Data for processing
########
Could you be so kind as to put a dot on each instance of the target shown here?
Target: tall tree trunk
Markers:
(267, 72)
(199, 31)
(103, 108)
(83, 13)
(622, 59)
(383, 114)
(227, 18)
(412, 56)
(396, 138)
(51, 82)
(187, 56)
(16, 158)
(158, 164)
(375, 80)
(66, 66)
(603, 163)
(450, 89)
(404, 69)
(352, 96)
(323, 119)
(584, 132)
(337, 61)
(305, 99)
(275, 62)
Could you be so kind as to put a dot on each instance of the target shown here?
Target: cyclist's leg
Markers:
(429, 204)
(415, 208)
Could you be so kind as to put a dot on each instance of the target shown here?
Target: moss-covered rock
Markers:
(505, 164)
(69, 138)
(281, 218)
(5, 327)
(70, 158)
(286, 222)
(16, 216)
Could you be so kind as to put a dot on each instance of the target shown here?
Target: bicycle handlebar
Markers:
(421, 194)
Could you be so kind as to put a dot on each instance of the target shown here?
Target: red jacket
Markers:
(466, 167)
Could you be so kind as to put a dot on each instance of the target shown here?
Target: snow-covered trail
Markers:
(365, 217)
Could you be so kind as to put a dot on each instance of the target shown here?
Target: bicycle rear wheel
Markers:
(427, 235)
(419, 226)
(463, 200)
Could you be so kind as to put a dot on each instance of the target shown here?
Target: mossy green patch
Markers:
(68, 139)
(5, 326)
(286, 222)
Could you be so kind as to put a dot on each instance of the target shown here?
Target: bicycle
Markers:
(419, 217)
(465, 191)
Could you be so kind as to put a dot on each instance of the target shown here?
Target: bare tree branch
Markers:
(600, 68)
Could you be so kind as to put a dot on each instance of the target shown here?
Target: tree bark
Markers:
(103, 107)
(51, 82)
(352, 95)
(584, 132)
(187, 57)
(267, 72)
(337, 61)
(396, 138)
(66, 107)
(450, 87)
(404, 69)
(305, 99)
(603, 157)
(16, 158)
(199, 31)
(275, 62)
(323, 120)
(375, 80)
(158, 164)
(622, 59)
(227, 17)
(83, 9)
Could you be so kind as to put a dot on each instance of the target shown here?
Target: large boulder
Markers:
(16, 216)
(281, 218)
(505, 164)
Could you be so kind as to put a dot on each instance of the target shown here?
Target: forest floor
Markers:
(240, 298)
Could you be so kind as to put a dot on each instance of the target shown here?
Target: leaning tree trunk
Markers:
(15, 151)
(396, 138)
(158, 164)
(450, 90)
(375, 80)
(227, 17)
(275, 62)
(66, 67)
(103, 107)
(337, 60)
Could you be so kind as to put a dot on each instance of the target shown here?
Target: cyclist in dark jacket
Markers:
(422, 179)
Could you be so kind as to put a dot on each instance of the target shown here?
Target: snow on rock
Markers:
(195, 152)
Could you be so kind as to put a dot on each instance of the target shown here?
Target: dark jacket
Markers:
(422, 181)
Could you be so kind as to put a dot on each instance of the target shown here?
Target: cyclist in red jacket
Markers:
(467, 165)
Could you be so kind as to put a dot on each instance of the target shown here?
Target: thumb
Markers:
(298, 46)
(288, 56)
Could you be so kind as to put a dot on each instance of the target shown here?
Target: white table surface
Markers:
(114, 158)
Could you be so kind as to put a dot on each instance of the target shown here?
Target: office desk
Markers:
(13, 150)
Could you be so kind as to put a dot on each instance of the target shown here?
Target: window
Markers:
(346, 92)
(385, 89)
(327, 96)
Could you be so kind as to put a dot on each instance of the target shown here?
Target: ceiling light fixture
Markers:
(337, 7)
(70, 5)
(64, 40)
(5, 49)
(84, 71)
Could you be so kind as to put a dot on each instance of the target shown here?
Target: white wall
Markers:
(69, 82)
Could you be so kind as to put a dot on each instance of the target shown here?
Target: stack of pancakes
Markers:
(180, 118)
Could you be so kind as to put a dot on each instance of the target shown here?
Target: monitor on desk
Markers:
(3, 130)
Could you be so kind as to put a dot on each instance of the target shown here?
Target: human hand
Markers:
########
Problem description
All lines in the records above with "tree" need to be found and copied.

Your solution
Target: tall tree trunk
Target: bare tree branch
Target: tree bark
Target: leaning tree trunk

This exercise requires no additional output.